[Source data]
::::::::

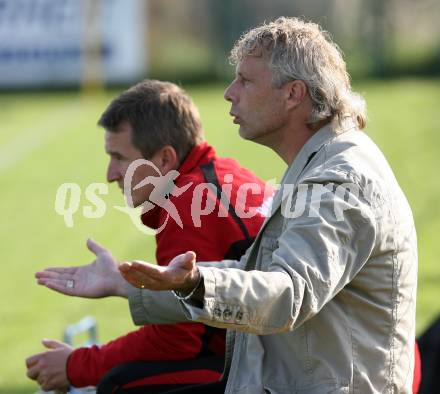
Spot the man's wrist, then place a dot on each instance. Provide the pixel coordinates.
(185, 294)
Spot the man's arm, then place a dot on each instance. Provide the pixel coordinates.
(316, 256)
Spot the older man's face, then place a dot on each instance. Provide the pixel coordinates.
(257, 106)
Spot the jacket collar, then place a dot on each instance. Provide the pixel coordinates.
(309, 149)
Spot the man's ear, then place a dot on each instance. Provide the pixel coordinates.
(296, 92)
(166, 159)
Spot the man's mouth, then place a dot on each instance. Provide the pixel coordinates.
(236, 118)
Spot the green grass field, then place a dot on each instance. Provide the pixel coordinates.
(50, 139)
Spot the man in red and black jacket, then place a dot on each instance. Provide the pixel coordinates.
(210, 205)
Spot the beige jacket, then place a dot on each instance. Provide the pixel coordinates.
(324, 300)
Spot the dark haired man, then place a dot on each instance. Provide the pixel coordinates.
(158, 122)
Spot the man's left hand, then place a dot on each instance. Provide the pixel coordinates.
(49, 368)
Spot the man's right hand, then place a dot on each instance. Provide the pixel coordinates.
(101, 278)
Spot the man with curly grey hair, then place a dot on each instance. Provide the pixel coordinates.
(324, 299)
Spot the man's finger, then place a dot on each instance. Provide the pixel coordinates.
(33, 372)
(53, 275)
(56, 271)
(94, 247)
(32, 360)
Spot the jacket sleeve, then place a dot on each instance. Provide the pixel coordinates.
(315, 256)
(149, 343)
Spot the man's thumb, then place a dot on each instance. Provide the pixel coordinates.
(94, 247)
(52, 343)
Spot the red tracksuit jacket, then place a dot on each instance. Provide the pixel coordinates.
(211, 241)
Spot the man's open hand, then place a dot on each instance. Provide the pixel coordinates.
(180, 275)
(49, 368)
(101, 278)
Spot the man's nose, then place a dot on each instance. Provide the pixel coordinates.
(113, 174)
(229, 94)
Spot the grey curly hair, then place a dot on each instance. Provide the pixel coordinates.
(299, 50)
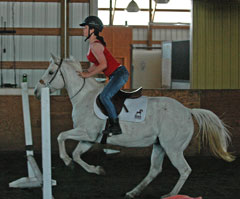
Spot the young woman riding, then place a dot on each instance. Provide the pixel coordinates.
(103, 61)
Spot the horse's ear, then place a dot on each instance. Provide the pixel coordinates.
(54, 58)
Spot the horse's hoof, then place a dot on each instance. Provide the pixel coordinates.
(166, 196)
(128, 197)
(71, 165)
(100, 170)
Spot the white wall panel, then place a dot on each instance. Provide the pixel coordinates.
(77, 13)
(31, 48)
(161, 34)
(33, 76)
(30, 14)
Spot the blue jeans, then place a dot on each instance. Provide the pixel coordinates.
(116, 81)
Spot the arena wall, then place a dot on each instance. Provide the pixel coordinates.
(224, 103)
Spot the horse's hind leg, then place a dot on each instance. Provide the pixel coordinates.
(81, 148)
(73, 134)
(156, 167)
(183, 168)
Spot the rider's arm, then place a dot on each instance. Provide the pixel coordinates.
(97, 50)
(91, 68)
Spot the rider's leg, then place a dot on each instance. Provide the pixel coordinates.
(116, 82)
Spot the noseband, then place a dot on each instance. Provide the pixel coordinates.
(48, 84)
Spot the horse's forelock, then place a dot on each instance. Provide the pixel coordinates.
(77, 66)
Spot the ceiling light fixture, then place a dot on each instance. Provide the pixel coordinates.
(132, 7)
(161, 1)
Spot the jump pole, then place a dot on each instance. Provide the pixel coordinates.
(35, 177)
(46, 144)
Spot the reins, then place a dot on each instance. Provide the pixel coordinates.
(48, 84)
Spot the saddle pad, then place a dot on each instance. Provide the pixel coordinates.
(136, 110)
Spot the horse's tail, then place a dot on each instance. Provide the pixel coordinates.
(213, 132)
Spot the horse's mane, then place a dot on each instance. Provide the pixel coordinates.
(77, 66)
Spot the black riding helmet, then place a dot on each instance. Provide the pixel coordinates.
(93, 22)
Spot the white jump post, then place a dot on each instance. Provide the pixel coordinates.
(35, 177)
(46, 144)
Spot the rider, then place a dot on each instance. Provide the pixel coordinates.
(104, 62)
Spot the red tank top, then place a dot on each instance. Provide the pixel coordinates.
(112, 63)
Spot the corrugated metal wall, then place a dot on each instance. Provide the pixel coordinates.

::::::::

> _Exercise objective_:
All of the records above are to be copied exactly, minus the pictures.

> _Response area_:
Spot the man's wrist, then place a dot on each instance. Provide the pixel coordinates.
(185, 294)
Spot the man's arm, then place a dot on each instance. Provide the pixel coordinates.
(316, 256)
Spot the older man's face, then place a dot on each instance. Provide the pixel coordinates.
(257, 106)
Spot the jacket collar, then place a dot on each instance. Provide the pixel coordinates.
(309, 149)
Spot the man's ear, then place a dot on each instance. Provide the pixel coordinates.
(296, 92)
(166, 159)
Spot the man's mouth, then place a dot on each instance. Provide the pixel coordinates.
(236, 118)
Spot the green grass field, then place a dot on each instance. Provide the pixel coordinates.
(50, 139)
Spot the man in red and black jacket, then place a dot on each instance. Provide the pixel coordinates.
(210, 205)
Spot the beige jacket, then place a dot on each instance. Provide the pixel coordinates.
(324, 300)
Spot the dark haired man, then place a dot on each instance. Provide the pixel coordinates.
(158, 122)
Spot the man's left hand, then place a dot on each instance. Provide the pixel coordinates.
(49, 368)
Spot the man's right hand, then place a dot on each instance. Provide the pixel coordinates.
(101, 278)
Spot the man with curly grey hair, then place a dot on each instance. Provide the pixel coordinates.
(324, 299)
Spot the man's finger, then place a dot on each instance. Provide the pixel coordinates.
(33, 372)
(53, 275)
(56, 271)
(94, 247)
(32, 360)
Spot the jacket sleeve, then place a dot on each instance. Provide the pixel coordinates.
(315, 256)
(149, 343)
Spot the man's thumb, then place a dot on each instance. Provide the pixel coordinates.
(94, 247)
(52, 343)
Spot the red tracksuit jacket, then place a dot on each instance. Provide the pixel coordinates.
(211, 241)
Spot the man's open hand, then place a dot on each instance. Provide the pixel coordinates.
(180, 275)
(49, 368)
(101, 278)
Spot the man's nose, then place a dot on each instance. Provide the pixel coordinates.
(113, 174)
(229, 94)
Spot the grey curly hair, then place a dot on each instance. Provide the pixel coordinates.
(299, 50)
Spot the young woman riding, then place a dot on each instance. Provide the pixel coordinates.
(103, 61)
Spot the horse's ear, then place a dot on each instance. Provide the pixel coordinates.
(54, 58)
Spot the horse's hoof, then place a dot on each instance. Provide the pixel coordinates.
(166, 196)
(128, 197)
(71, 165)
(100, 170)
Spot the white wall panel, then place a dot on each instance. Provide the pixel coordinates.
(77, 13)
(31, 48)
(161, 34)
(33, 76)
(30, 14)
Spot the blue jeans, then place a dot on each instance. Provide the pixel coordinates.
(116, 81)
Spot the arena wall, then place a dot on each instance. Provide the pixel coordinates.
(224, 103)
Spot the horse's hind leg, then place a dot on each instance. Provide the pixel coordinates.
(81, 148)
(73, 134)
(156, 167)
(183, 168)
Spot the rider's arm, then place a dot on each instance. Provide the pixel coordinates.
(97, 50)
(91, 68)
Spot the rider's leg, then place a dot on each instance. Provide the pixel coordinates.
(116, 82)
Spot the noseband, then place a dot on each instance. Provide the pixel coordinates.
(48, 84)
Spot the horse's forelock, then place a dot on each instance. Provide the pixel coordinates.
(77, 66)
Spot the ceiling light fixture, then place a dot on each instance. Provide the pixel coordinates.
(132, 7)
(161, 1)
Spot the jump pole, then place a dot on each instance. Provide the pixel coordinates.
(35, 177)
(46, 144)
Spot the reins, then place a dot on each instance. Provide the pixel coordinates.
(48, 84)
Spot the saddle pad, then place a dot on each instance. Provide the pixel coordinates.
(136, 110)
Spot the horse's tail, then place a dot on each instance. Provide the pixel coordinates.
(213, 132)
Spot the horse's mane, then place a dot on each instance. Provide the pixel coordinates.
(77, 66)
Spot the black riding helmet, then place a dot on each instance. Provide the pixel coordinates.
(93, 22)
Spot the white jump post, then place a dot on each instance. Provide the pixel coordinates.
(35, 177)
(46, 144)
Spot the rider, then place a dot on each instance. Provide the pixel coordinates.
(104, 62)
Spot the red tank top, then place a dot on each instance. Provide the pixel coordinates.
(112, 63)
Spot the corrugated metal wall, then place a dot on each instance. Provide the pixel coordinates.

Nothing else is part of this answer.